_STATED GOAL_.
Please return each line in the entries below that contains the word "photo".

_DATA PROVIDED_.
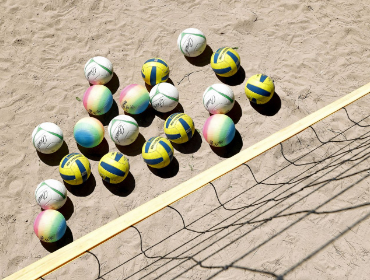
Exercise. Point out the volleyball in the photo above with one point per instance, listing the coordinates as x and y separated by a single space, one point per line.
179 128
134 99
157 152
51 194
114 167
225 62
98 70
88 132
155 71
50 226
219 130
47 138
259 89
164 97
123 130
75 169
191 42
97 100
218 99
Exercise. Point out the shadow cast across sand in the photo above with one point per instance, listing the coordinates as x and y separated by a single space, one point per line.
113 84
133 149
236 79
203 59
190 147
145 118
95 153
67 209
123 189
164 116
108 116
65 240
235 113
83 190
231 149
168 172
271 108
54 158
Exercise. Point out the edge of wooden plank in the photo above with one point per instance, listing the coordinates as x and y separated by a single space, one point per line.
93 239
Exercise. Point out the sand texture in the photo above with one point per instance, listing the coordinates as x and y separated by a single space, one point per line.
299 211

--

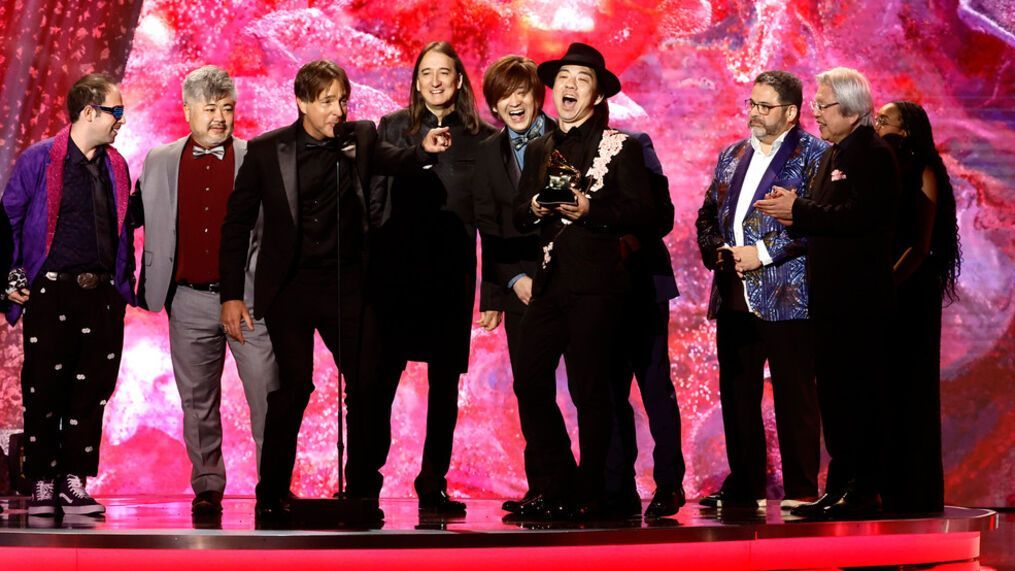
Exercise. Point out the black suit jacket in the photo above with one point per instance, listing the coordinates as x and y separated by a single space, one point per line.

_THE RESPONSE_.
Exercise. Point out the volleyball in the photo above with one point per instance, listing the coordinates as x and y separated by a single space, one point per line.
Exercise. Point out the shadow cast across sand in the photo above with one point per instance, listing the coordinates as x and y separated by a single space, one point per line.
Exercise. Point out the edge of wooden plank in the photo above with one point per instance, listing the coordinates as x and y separated by a single space, one point per line.
Exercise. Point out the sand texture in the photo above with one point per instance, listing the coordinates as x and y separated by a single space, one point per line.
Exercise. Point out the black suit jacket in the photo above with one point per instance, listing the coordinates as x and y separated by a single space, one point per line.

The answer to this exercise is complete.